→ **Task description**:
Copy all of the material below exactly.

----

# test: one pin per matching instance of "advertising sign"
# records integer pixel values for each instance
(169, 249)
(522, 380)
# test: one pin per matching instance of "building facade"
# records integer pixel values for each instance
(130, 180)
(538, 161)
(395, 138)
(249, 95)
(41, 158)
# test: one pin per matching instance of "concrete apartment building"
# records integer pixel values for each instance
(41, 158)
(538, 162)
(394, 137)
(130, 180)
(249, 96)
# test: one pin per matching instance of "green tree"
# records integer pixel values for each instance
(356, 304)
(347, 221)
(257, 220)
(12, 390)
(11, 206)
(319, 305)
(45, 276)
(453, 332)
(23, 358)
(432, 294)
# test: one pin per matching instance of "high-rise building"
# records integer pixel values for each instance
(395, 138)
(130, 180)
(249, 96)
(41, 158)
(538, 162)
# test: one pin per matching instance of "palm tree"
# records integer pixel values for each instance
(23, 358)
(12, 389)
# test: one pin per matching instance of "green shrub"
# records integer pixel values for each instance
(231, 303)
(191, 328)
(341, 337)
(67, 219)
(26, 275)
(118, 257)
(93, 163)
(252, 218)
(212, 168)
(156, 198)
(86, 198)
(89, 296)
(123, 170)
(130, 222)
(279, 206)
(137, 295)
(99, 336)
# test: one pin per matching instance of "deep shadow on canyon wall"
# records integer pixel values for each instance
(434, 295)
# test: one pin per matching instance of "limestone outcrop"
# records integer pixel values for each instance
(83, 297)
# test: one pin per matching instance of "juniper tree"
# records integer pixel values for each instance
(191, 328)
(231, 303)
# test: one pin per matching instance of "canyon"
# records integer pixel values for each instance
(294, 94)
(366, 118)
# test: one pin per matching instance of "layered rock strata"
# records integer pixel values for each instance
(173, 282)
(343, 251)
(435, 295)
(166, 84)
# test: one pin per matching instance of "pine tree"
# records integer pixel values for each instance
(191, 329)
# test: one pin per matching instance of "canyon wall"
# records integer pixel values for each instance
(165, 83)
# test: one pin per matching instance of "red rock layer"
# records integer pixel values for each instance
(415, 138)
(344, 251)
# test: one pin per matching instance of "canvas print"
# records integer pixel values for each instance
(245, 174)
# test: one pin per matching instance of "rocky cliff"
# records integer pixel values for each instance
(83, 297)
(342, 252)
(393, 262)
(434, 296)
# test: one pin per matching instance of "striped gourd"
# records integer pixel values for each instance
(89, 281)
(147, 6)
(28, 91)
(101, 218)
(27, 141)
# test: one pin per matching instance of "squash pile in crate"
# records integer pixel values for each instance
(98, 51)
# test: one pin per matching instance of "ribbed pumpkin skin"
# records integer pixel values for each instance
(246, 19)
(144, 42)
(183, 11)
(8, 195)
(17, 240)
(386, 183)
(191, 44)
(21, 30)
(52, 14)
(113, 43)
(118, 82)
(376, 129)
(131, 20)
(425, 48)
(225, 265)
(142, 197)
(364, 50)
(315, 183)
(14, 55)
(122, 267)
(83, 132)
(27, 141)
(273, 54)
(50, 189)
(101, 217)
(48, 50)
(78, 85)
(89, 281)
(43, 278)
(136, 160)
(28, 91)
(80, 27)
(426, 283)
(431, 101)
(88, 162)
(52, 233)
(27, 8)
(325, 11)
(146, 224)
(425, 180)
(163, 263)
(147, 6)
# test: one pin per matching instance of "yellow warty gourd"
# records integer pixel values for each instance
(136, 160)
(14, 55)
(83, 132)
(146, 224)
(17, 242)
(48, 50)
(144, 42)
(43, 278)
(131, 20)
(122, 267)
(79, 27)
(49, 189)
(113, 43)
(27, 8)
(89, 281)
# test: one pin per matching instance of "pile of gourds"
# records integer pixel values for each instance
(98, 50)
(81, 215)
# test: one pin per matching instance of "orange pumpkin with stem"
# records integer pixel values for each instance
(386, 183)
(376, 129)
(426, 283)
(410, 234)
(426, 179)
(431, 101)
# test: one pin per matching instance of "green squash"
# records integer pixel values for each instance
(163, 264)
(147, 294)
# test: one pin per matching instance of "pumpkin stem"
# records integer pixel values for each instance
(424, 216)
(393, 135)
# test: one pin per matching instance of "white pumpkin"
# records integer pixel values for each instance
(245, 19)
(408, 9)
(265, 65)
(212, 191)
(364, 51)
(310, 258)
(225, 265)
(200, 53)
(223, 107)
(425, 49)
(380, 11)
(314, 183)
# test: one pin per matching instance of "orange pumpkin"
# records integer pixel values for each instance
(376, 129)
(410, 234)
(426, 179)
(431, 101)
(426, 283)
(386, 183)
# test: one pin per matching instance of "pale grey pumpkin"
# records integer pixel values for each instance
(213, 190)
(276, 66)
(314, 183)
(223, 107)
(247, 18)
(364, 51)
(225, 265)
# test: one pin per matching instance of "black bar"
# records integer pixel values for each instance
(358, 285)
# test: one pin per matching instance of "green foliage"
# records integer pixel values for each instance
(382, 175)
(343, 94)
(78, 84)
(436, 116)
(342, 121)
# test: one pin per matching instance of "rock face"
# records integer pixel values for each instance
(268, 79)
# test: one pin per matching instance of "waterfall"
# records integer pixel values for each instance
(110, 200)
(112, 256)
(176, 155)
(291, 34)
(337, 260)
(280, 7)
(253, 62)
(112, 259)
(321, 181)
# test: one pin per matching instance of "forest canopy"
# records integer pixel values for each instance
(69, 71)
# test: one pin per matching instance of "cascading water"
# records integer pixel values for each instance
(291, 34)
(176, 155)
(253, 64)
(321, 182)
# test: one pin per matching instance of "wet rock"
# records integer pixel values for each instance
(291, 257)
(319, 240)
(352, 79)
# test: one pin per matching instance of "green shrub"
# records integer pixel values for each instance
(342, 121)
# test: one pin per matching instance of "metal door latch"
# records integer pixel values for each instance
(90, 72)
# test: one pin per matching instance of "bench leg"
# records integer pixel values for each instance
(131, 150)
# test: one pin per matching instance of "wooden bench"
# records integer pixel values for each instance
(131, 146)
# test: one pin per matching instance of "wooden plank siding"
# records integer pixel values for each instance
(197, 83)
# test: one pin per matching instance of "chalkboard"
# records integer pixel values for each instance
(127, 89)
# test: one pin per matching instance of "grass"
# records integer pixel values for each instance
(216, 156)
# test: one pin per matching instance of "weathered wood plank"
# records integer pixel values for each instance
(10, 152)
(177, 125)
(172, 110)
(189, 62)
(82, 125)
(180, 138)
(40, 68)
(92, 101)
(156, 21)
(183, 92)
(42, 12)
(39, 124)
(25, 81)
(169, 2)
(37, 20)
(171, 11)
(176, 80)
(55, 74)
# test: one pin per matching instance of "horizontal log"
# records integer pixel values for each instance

----

→ **The result**:
# test: one pin per matching instance of "advertising sign"
# records integer pixel values for each instance
(169, 249)
(522, 380)
# test: one pin per matching instance of "building facade"
# records integer pixel values for each instance
(130, 180)
(538, 161)
(395, 138)
(249, 95)
(41, 158)
# test: one pin per matching instance of "concrete apartment building"
# records integer pixel values for each instance
(41, 158)
(538, 162)
(394, 137)
(130, 180)
(249, 96)
# test: one pin per matching instance of "green tree"
# records integer pixel values for each instance
(356, 304)
(347, 221)
(257, 220)
(12, 390)
(11, 206)
(319, 305)
(45, 276)
(453, 332)
(23, 358)
(432, 294)
# test: one pin per matching instance of "high-rise building"
# records integer pixel values for each instance
(395, 138)
(130, 180)
(249, 96)
(41, 158)
(538, 162)
# test: one pin per matching instance of "palm tree"
# records integer pixel values for each instance
(23, 358)
(12, 389)
# test: one pin per matching instance of "green shrub"
# records integer pixel values for each instance
(231, 303)
(191, 328)
(341, 337)
(67, 219)
(26, 275)
(118, 257)
(93, 163)
(252, 218)
(212, 168)
(156, 198)
(86, 198)
(89, 296)
(123, 170)
(130, 222)
(279, 206)
(137, 295)
(99, 336)
# test: one pin per matching instance of "deep shadow on canyon wall"
# records integer pixel values for each instance
(434, 295)
# test: one pin per matching instance of "limestone outcrop"
# records integer pixel values for each instance
(83, 297)
# test: one pin per matching instance of "juniper tree"
# records integer pixel values for each instance
(191, 328)
(231, 303)
# test: one pin per matching instance of "canyon"
# records integer pixel values for each instance
(294, 94)
(366, 118)
# test: one pin per matching instance of "layered rock strata"
# records integer pixel values for each instance
(173, 282)
(343, 251)
(435, 295)
(166, 84)
# test: one pin per matching instance of "pine tree"
# records integer pixel values for each instance
(191, 329)
# test: one pin per matching instance of "canyon wall"
# records integer pixel values for each instance
(165, 83)
# test: one pin per matching instance of "red rock layer"
# records integer pixel values for each instance
(415, 138)
(344, 251)
# test: one pin per matching instance of "canvas print"
# records integer pixel values for each instance
(245, 174)
# test: one pin per matching instance of "rocky cliff"
# records integer pixel values for each instance
(83, 297)
(342, 252)
(393, 262)
(434, 296)
# test: one pin per matching instance of "striped gourd"
# records integer pixel values for each instance
(89, 281)
(147, 6)
(28, 91)
(101, 218)
(27, 141)
# test: one pin per matching instance of "squash pile in crate"
# records integer pixel values for each instance
(98, 51)
# test: one pin per matching instance of "ribbed pumpkin skin"
# records integer pixel values for each instance
(246, 19)
(144, 42)
(183, 11)
(8, 195)
(17, 240)
(386, 183)
(191, 44)
(21, 30)
(52, 14)
(113, 43)
(118, 82)
(376, 129)
(131, 20)
(425, 48)
(225, 265)
(142, 197)
(364, 50)
(315, 183)
(14, 55)
(122, 267)
(83, 132)
(27, 141)
(273, 54)
(50, 189)
(101, 217)
(48, 50)
(78, 85)
(89, 281)
(43, 278)
(136, 160)
(28, 91)
(80, 27)
(426, 283)
(431, 101)
(88, 162)
(52, 233)
(27, 8)
(325, 11)
(146, 224)
(425, 180)
(163, 263)
(147, 6)
# test: one pin per matching instance of "yellow warty gourd"
# records integer pixel values for each instance
(136, 160)
(14, 55)
(83, 132)
(146, 224)
(17, 242)
(48, 50)
(144, 42)
(43, 278)
(131, 20)
(122, 267)
(79, 27)
(49, 189)
(113, 43)
(27, 8)
(89, 281)
# test: one pin per matching instance of "pile of gourds"
# records integer pixel values for each instance
(98, 50)
(81, 215)
# test: one pin per matching instance of "orange pumpkin with stem"
# records integer pixel values for each instance
(386, 183)
(376, 129)
(426, 283)
(410, 234)
(426, 179)
(431, 101)
# test: one pin per matching instance of "green squash"
# records integer pixel values for each instance
(163, 264)
(147, 294)
# test: one pin per matching instance of "pumpkin stem"
# records integer pixel values for each instance
(424, 216)
(393, 135)
# test: one pin per matching instance of "white pumpkin"
# records integer pixel values for each instance
(245, 19)
(408, 9)
(265, 65)
(212, 191)
(364, 51)
(310, 258)
(225, 265)
(200, 53)
(223, 107)
(425, 49)
(380, 11)
(314, 183)
# test: one pin per matching instance of "orange pumpkin"
# records integer pixel values for each instance
(376, 129)
(410, 234)
(426, 179)
(431, 101)
(426, 283)
(386, 183)
# test: one pin per matching instance of "pale grey pumpkin"
# records integer pixel values for each instance
(213, 190)
(276, 66)
(314, 183)
(223, 107)
(247, 18)
(364, 51)
(225, 265)
# test: one pin per matching instance of "black bar"
# records integer pixel values for each instance
(358, 285)
# test: one pin per matching instance of "green foliage"
# records integer pixel values for each instance
(382, 175)
(343, 94)
(78, 84)
(436, 116)
(342, 121)
# test: one pin per matching instance of "rock face"
# records integer pixel values for each instance
(268, 79)
# test: one pin per matching instance of "waterfall"
# records integer pixel values for each instance
(110, 200)
(112, 256)
(176, 155)
(291, 34)
(337, 260)
(280, 7)
(253, 62)
(112, 259)
(321, 181)
# test: one pin per matching instance of "forest canopy"
# records integer pixel values for each instance
(69, 71)
# test: one pin per matching instance of "cascading water"
# records integer pixel values for each instance
(291, 34)
(176, 155)
(253, 64)
(321, 182)
# test: one pin per matching instance of "wet rock"
# records integer pixel values for each instance
(291, 257)
(319, 240)
(352, 79)
# test: one pin per matching instance of "green shrub"
# records integer pixel values for each instance
(342, 121)
# test: one pin per matching instance of "metal door latch"
# records integer pixel values for each instance
(90, 72)
# test: one pin per matching instance of "bench leg"
# records integer pixel values for each instance
(131, 150)
# test: one pin per matching instance of "wooden bench"
# records integer pixel values for each instance
(131, 146)
# test: one pin per matching instance of "wooden plank siding"
# records integer pixel values for each instance
(197, 83)
# test: one pin per matching instance of "chalkboard"
# records integer pixel values for each instance
(127, 89)
# test: one pin per matching instance of "grass"
# records integer pixel values for each instance
(216, 156)
# test: one pin per matching instance of "weathered wood plank"
# records integer pixel values for each instance
(10, 152)
(177, 125)
(172, 110)
(189, 62)
(82, 125)
(180, 138)
(40, 68)
(92, 101)
(156, 21)
(183, 92)
(42, 12)
(39, 124)
(25, 81)
(169, 2)
(37, 20)
(171, 11)
(176, 80)
(55, 74)
# test: one pin per matching instance of "horizontal log"
# records integer pixel values for each instance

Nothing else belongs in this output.